Point labeling items:
•••••
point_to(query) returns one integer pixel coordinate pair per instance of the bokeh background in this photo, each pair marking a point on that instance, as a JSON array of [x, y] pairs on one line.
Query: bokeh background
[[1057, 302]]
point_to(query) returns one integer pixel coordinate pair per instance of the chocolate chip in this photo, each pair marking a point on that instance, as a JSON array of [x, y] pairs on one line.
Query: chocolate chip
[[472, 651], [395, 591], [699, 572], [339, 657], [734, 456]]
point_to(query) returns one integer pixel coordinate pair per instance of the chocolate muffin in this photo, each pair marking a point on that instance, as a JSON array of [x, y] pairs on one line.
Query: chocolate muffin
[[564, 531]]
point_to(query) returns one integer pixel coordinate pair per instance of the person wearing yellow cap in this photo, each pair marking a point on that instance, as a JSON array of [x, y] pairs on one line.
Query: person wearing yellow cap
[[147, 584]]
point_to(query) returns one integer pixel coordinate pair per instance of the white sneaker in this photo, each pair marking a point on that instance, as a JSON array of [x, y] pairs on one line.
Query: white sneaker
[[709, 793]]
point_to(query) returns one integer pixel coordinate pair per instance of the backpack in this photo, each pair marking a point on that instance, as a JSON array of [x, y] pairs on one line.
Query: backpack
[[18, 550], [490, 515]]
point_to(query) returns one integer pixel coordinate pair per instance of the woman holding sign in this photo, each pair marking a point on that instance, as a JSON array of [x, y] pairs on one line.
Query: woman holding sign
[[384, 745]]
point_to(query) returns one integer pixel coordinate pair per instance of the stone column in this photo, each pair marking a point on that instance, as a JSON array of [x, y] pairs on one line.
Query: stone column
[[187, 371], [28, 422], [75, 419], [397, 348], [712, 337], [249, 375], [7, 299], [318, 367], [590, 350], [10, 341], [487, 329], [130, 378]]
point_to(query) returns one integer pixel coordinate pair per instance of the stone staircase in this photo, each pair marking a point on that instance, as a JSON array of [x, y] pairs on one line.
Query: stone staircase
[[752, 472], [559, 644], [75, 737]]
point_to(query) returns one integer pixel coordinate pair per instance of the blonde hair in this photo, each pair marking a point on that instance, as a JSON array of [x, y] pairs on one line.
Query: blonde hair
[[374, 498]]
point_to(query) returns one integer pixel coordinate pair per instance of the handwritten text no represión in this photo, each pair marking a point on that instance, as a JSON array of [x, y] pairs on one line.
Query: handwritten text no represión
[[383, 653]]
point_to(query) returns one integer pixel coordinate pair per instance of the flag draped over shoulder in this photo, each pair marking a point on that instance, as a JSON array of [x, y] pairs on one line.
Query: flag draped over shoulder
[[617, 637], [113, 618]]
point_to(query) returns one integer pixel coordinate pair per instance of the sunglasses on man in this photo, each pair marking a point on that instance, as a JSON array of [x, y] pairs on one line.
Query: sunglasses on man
•••••
● Set problem
Quote word for word the stretch of the items above, from the line containing "the chocolate muffin" through the line containing "[[147, 584]]".

● Answer to this exercise
point_to(query) returns one integer pixel coordinate pair per instance of the chocolate muffin in this photo, each pair marking a point on that instance, as a JSON array of [x, y] pairs on one line.
Query: chocolate muffin
[[564, 531]]
point_to(query) returns one integer pixel coordinate pair per instance of the person wearing yellow cap in this photo, each pair marking a point on that instance, as a JSON array of [x, y] pairs on one line.
Query: person wearing yellow cap
[[147, 584]]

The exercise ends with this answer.